▸ EXTRACT TO READ:
+-------+
The board is grateful to Stephanie for her leadership and service, not just since assuming the interim CEO responsibilities or the COO position, but for 18 years of dedication to the Conservancy and its mission
Arlington, VA (Vocus) May 9, 2008
Demonstrating its commitment to its global conservation mission, The Nature Conservancy today announced that it has named Mark R. Tercek as its new president and CEO beginning in July. Mr. Tercek replaces Steven J. McCormick, who stepped down as president and CEO in October 2007.
Mr. Tercek combines global business experience, experience working effectively in different cultures and recognized leadership on climate change and other environmental issues. Mr. Tercek is currently a managing director at Goldman Sachs and head of the Goldman Sachs Center for Environmental Markets as well as the firm’s Environmental Strategy Group.
"Building on our 57 years of conservation results, The Nature Conservancy is working with partners to expand our global reach to achieve our challenging 2015 Goal of effectively conserving 10 percent of all natural habitats on Earth,” said John P. Morgridge, chairman of the Conservancy’s board of directors.
“At this important time for conservation and for our organization, Mark’s knowledge of global cultures and governments, his passion for conservation and his experience as a decisive consensus builder in an intensely results-oriented organization positions him to lead the Conservancy to accelerate our work around the globe.”
“We are proud that the work of The Nature Conservancy’s national and local leadership and our thousands of dedicated volunteers has enabled us to attract a civic and business leader with Mark’s reputation and experience,” Morgridge added. “We believe that we have assembled an extremely talented senior management team that brings the skills, commitment and vision we need to move us toward our 2015 Goal.”
To ensure a smooth transition of leadership, Stephanie K. Meeks, who has served as the Conservancy’s acting president and CEO since October and as its chief operating officer since January 2007, has agreed to continue in those capacities through the beginning of Mr. Tercek’s tenure.
“The board is grateful to Stephanie for her leadership and service, not just since assuming the interim CEO responsibilities or the COO position, but for 18 years of dedication to the Conservancy and its mission,” said Mr. Morgridge. “Our organization is stronger and the Earth’s habitats more secure because of Stephanie, and we are confident of her future success.”
+-------+
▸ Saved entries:
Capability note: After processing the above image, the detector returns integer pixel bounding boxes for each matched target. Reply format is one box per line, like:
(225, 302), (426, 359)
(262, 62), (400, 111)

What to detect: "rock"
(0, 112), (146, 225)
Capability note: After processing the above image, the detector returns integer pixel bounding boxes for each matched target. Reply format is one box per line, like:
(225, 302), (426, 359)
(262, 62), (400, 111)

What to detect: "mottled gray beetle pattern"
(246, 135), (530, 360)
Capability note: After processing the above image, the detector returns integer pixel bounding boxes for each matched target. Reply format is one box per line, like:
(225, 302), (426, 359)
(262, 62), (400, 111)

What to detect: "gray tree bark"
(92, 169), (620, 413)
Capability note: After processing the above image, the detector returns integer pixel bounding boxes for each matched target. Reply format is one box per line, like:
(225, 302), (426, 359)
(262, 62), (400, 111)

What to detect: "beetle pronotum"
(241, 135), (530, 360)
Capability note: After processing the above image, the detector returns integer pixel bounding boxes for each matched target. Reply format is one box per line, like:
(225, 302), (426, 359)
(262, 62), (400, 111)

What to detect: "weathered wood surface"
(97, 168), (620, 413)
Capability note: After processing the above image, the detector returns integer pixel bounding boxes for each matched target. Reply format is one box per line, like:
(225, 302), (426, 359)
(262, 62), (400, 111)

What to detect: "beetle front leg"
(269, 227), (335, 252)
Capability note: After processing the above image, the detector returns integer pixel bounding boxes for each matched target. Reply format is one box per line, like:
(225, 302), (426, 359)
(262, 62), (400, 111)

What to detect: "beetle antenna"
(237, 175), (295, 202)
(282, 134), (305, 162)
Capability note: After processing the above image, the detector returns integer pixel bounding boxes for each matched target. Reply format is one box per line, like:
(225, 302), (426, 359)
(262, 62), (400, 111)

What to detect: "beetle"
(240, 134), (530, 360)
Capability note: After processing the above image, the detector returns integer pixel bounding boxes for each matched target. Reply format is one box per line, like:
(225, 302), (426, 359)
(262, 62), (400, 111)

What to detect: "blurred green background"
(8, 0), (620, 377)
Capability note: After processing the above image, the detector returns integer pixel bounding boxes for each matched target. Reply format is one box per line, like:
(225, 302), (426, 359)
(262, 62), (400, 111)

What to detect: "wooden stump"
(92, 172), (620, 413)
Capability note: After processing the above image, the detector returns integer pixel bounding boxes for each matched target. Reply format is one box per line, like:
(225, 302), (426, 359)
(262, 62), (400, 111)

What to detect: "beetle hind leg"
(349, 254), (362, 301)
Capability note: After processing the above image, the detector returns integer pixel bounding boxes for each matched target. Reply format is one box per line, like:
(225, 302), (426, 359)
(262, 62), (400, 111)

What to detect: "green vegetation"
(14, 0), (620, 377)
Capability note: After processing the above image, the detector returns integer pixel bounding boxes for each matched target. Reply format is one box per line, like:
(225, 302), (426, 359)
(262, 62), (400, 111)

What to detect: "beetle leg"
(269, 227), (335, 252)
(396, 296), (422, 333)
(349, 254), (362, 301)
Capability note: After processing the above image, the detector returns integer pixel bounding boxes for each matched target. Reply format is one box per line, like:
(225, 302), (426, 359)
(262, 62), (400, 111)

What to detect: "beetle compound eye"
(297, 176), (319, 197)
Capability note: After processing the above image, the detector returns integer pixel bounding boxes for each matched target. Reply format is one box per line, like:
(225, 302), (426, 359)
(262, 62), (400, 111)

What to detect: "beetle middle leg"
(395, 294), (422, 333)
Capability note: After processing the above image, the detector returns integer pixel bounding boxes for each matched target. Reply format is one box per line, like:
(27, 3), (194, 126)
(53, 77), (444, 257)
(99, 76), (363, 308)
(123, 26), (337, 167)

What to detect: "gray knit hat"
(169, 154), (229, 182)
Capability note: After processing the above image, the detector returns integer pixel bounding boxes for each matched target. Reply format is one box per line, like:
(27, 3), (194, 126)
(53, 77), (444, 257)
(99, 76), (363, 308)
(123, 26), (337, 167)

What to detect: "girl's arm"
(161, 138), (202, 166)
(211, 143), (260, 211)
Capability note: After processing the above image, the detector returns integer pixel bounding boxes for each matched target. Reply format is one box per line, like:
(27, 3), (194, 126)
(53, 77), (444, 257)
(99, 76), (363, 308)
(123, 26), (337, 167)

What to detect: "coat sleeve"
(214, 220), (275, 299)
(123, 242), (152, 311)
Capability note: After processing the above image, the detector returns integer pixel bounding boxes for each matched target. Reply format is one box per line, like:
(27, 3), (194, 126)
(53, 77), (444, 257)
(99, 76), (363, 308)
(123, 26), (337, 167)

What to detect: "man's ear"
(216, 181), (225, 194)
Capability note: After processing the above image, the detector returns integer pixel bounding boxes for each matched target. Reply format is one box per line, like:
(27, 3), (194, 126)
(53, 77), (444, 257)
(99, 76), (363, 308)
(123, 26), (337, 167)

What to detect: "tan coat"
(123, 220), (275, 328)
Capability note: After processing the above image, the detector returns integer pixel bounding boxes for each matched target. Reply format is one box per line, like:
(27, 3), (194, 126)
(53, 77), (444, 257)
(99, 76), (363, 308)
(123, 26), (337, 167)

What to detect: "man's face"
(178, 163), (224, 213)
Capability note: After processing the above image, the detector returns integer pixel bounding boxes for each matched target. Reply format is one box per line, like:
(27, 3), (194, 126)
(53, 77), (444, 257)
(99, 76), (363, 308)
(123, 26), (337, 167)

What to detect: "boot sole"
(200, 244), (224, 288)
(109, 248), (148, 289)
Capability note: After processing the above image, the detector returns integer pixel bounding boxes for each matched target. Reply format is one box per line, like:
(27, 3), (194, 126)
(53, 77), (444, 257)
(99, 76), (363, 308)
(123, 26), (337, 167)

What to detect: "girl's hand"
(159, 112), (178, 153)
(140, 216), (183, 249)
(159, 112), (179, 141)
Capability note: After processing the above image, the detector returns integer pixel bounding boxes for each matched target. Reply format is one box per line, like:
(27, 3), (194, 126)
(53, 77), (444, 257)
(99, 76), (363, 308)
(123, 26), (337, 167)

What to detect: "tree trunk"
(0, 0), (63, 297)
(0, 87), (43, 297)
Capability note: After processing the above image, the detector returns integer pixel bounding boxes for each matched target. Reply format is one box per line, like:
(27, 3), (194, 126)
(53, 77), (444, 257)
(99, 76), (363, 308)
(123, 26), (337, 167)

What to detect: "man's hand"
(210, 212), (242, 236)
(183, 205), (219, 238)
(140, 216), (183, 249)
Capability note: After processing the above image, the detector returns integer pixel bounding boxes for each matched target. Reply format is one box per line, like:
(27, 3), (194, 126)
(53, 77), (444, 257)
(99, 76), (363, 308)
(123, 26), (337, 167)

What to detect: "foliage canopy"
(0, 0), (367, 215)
+-------+
▸ DIRECTIONS:
[a] Name every person mentioned in the press release about The Nature Conservancy's new president and CEO, using the fullest form of each name that the text gives.
[b] Carry the press release about The Nature Conservancy's new president and CEO forward from its last sentence.

▸ ANSWER SECTION:
[a] Mark R. Tercek, Steven J. McCormick, John P. Morgridge, Stephanie K. Meeks

[b]
“I have long admired The Nature Conservancy and have an enormous amount of respect for its global mission,” said Mr. Tercek. “As climate change, habitat loss and other global trends continue to threaten our planet’s biodiversity, the world needs the Conservancy’s effective, practical solutions now more than ever. I look forward to working closely with its board, its leading conservationists and its partners around the world.”
Mr. Tercek is currently collaborating with Resources for the Future, the World Resources Institute and the Woods Hole Research Center on projects concerning climate change. He serves on the Council on Foreign Relations’ independent task force on climate change and the Wildlife Conservation Society’s Chilean Advisory Council. He is a member of the Steering Group on the Prince of Wales’ Princes’ Rainforest Project.
In addition, Mr. Tercek has worked with Nature Conservancy board member Dr. Gretchen Daily, professor of biology at Stanford University, and Conservancy chief scientist Peter Kareiva on advancing finance and policy mechanisms for valuing forest ecosystems for the vital roles they play in supporting human well-being, thereby creating alternatives to rainforest destruction.
“Mark is opening innovative possibilities for aligning economic forces with conservation,” Dr. Daily said. “His vision is central to taking conservation to scale, incorporating the values of nature into real decisions and engaging leaders globally.”
The Nature Conservancy is a leading conservation organization working around the world to protect ecologically important lands and waters for nature and people. To date, the Conservancy and its more than one million members have been responsible for the protection of more than 18 million acres in the United States and have helped preserve more than 117 million acres in Latin America, the Caribbean, Asia and the Pacific. Visit The Nature Conservancy on the Web at http://www.nature.org.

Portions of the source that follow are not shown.